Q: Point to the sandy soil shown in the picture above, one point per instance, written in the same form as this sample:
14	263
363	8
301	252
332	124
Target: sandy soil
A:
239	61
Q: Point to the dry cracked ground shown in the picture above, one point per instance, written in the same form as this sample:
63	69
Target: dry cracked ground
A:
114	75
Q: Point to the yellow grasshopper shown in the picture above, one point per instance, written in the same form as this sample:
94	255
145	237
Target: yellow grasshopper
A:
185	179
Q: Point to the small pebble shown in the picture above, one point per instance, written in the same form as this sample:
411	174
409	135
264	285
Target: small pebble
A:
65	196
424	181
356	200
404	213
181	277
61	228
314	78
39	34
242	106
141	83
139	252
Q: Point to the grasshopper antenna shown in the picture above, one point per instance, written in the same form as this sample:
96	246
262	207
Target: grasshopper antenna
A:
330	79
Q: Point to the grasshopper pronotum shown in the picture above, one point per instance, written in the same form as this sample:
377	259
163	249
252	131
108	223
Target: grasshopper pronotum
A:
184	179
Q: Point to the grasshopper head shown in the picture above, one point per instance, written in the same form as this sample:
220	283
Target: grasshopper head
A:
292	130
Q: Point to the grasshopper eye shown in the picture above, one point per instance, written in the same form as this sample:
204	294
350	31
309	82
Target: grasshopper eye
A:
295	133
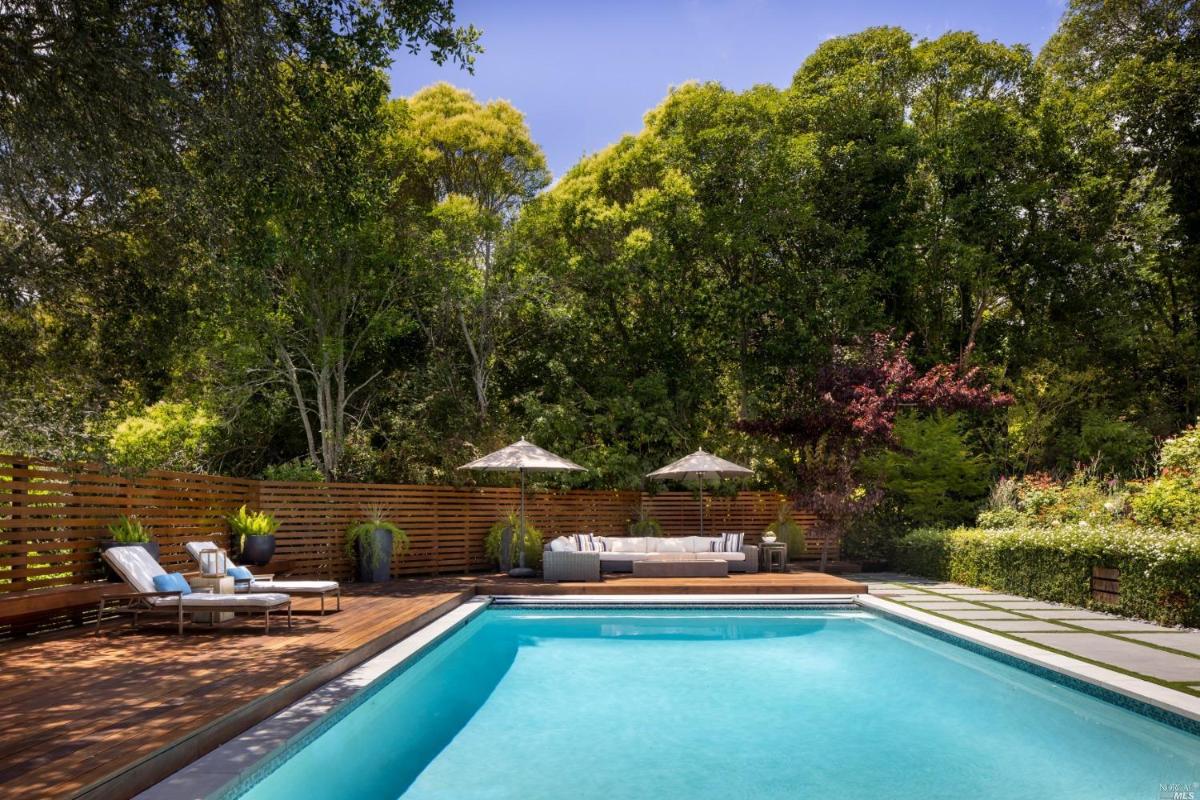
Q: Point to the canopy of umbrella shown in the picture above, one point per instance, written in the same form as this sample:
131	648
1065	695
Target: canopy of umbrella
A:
522	457
700	467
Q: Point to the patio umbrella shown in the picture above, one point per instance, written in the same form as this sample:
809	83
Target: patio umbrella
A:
522	457
700	465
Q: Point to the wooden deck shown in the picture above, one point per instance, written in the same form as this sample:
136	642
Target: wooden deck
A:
107	716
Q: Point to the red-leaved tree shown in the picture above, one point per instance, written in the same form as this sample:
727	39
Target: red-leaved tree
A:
850	408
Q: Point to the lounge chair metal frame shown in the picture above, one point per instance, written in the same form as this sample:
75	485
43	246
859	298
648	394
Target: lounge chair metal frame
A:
139	602
243	585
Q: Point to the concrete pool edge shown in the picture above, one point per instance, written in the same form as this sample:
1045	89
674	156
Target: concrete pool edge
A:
1135	689
237	762
214	774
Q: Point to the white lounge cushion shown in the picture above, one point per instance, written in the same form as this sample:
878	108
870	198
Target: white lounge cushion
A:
136	566
201	600
293	585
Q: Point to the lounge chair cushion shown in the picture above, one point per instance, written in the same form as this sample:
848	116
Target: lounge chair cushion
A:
293	585
199	600
172	582
136	566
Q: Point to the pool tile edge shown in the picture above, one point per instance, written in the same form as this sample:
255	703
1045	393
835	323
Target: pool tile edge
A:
1144	691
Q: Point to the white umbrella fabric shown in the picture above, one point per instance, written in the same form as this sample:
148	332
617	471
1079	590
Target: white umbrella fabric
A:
522	457
700	467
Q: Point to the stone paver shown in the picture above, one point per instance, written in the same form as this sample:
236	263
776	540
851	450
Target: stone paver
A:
1188	642
982	613
1114	625
1020	625
1119	653
1066	612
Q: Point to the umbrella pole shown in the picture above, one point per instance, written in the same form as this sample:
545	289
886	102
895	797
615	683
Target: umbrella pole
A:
521	535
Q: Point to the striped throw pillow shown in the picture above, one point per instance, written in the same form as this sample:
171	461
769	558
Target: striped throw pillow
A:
587	542
729	542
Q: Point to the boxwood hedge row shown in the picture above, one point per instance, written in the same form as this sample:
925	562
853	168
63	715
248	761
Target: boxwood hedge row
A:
1159	569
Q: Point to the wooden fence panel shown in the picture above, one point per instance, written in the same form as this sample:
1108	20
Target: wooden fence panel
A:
750	512
445	525
53	517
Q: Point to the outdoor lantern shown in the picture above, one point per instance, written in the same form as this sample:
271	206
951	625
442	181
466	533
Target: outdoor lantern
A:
213	563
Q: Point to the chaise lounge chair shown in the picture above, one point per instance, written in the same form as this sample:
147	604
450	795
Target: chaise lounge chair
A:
138	569
268	583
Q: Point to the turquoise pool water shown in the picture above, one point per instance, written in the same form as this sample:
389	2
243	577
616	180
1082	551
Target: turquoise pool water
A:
712	704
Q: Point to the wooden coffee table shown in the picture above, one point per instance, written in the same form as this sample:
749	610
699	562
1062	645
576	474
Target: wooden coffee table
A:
681	569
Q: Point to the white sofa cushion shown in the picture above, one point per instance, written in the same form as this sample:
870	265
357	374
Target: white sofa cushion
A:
724	557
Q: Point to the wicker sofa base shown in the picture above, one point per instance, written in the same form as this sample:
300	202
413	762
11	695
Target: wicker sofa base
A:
672	569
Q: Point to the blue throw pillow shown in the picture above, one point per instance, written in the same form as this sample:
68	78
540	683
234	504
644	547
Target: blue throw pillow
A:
172	582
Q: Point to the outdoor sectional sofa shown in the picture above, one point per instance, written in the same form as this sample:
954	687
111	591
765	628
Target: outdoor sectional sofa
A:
563	561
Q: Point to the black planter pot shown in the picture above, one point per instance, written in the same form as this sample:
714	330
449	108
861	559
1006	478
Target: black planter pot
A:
256	551
381	572
108	543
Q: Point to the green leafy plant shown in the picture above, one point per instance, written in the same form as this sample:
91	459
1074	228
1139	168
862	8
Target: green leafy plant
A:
532	542
787	530
295	470
360	539
251	523
1158	567
129	530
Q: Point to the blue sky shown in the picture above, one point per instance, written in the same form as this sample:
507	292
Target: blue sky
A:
585	72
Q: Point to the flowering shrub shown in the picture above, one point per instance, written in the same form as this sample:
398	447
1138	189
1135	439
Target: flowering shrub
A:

#####

● YOUR INSTRUCTIONS: Reproduce every line above as written, skipping pictures.

● OUTPUT FOR THIS TASK:
Q: Point to the sandy soil shown in the picture above, one point per instance, written in the same form as this sample:
14	263
363	8
301	252
332	124
Target: sandy soil
A:
239	61
Q: Point to the dry cracked ground shown in the picture above, one point per instance, written in the same form as this sample:
63	69
Target: dry cracked ground
A:
114	75
Q: Point to the yellow grasshopper shown in the picture above, one point per instance, written in the same form as this sample:
94	255
145	237
Target: yellow grasshopper
A:
185	179
Q: Point to the small pebble shown in the picture above, one point per instance, written in the same form as this sample:
411	174
409	135
264	285
Target: small pebble
A:
65	196
424	181
356	200
404	213
181	277
61	228
314	78
39	34
242	106
141	83
139	252
Q: Point to the grasshopper antenna shown in the picture above, one point per instance, written in the same form as this sample:
96	246
262	207
Target: grasshopper antenna
A:
330	79
Q: Point to the grasshopper pronotum shown in the picture above, one point per instance, written in the same form as this sample:
377	259
163	249
252	131
108	223
Target: grasshopper pronotum
A:
184	179
Q: Point to the grasshopper head shown in the picture above, one point per instance, written in the same form as this sample:
220	283
Target: grasshopper head
A:
292	130
Q: Point to the grasshopper eye shown in the picture above, one point per instance, written in the same form as this sample:
204	294
350	31
309	82
Target: grasshopper eye
A:
295	133
Q: Point to the canopy of umbrella shown in the picture above, one point per instance, written in the same form as this sample:
131	648
1065	695
Target: canopy of umbrella
A:
522	457
700	467
Q: Point to the patio umbrella shown in the picture above, one point per instance, written in the same form as this sample:
809	83
Target: patio umbrella
A:
522	457
700	465
Q: Point to the wooden deck shown in the picture above, one point per instance, written in the same form as this sample:
136	642
Target: wooden deck
A:
107	716
Q: Point to the red-leaved tree shown in the picture above, one point per instance, written in the same form as this sample:
727	39
Target: red-leaved tree
A:
850	408
Q: Point to the lounge chair metal frame shown in the picture above, one point per instance, written in the same form as this sample:
75	485
43	246
859	298
648	394
Target: lounge chair metal frame
A:
139	602
243	585
Q: Point to the concrete pool edge shown in the picture above, one point per instance, written in the same form as this sample:
1045	89
674	156
Target: concrete pool edge
A:
1135	689
237	762
214	774
Q: Point to the white lounge cushion shown in the picture above, one point per instance, written in the same form as this sample:
878	108
870	198
Target: white lounge cushion
A:
136	566
201	600
293	585
Q: Point to the lounge chair cushion shown in the picture above, one point per instance, written in the same form as this sample:
848	116
Target: lounge chair cushion
A:
293	585
199	600
172	582
136	566
Q: Point to the pool tile edge shown in the picture above, one point per instance, written in the same form as this sample:
255	703
1045	393
835	323
Target: pool tile edge
A:
1144	691
Q: Point to the white umbrella fabric shown in the picture above, one point per instance, written in the same form as this sample:
148	332
617	471
1079	590
Target: white umbrella fabric
A:
522	457
700	467
Q: Point to the stone paver shown in the picture above, one point per instance, written in the same form as this sample:
236	263
776	540
851	450
Target: stone paver
A:
1188	642
982	613
1114	625
1020	625
1119	653
1066	612
Q: Point to the umbrella pole shown in the picture above, one point per instance, written in the same form as this sample:
545	289
886	102
895	797
615	683
Target: umbrella pole
A:
521	535
Q: Point to the striped throw pillow shown in the picture above, one point per instance, written in the same form as this sample:
171	461
769	558
Target: striped throw pillow
A:
587	542
729	542
Q: Point to the boxwood hedge row shown in the picture above, one point per instance, written in the same form as this sample:
925	562
853	168
63	715
248	761
Target: boxwood hedge row
A:
1159	569
Q: Point to the wooden fence panel shown in the picture above, one point per instance, written in the same form as this sample:
1108	20
Target: wooden fence panel
A:
750	512
445	525
53	517
Q: Point to the outdoor lantern shown in the picture above, one point per instance, written in the same form as this sample:
271	206
951	625
442	181
466	533
Target: outdoor lantern
A:
213	563
Q: Point to the chaise lounge chair shown in the picture above, one point per instance, written in the same form as this sample:
147	604
450	795
Target: chaise lounge chair
A:
138	569
268	583
Q: Point to the turquoise pool water shown in the picture above, one point per instance, written in the same form as this sample:
389	2
243	577
616	180
1082	551
Target: turquoise pool water
A:
712	704
Q: Point to the wooden coffee table shown in the picture above, one point per instance, written in the same form as this sample:
749	610
699	562
1062	645
576	474
Target: wooden coffee table
A:
681	569
Q: Point to the white sofa cushion shown in the picture above, one point per instance, written in the same form as this sample:
870	265
357	374
Target: white sofa cushion
A:
724	557
Q: Point to the wicker sofa base shown in the picture above, one point per instance, written in the same form as this sample:
300	202
413	762
11	695
Target: wicker sofa base
A:
672	569
Q: Point to the blue throw pillow shown in the picture above, one point per instance, written in the same form as this sample:
68	78
540	683
234	504
644	547
Target: blue throw pillow
A:
172	582
Q: Point to the outdoor sectional sofa shown in the picture above, one point per instance, written in the same form as this sample:
954	687
111	591
765	628
Target: outdoor sectional sofa
A:
563	561
Q: Point to the black planter pot shown in the picture above, one point per instance, written in the same form as this sample:
714	330
449	108
861	559
1006	478
Target: black planter pot
A:
256	551
381	572
108	543
Q: Point to the green leafy plant shown in the picture above, one point per instance, written in the same form as this sample:
91	459
1074	228
1139	168
862	8
Target: green leafy plant
A:
532	542
787	530
295	470
360	539
251	523
1158	567
129	530
Q: Point to the blue sky shown in the picture above, one point per instance, written in the same form as this sample:
507	292
Target: blue sky
A:
585	72
Q: Point to the flowering shrub shown in the picture above, one point per instance, written in the same form as this sample:
398	447
1138	189
1135	439
Target: flowering shrub
A:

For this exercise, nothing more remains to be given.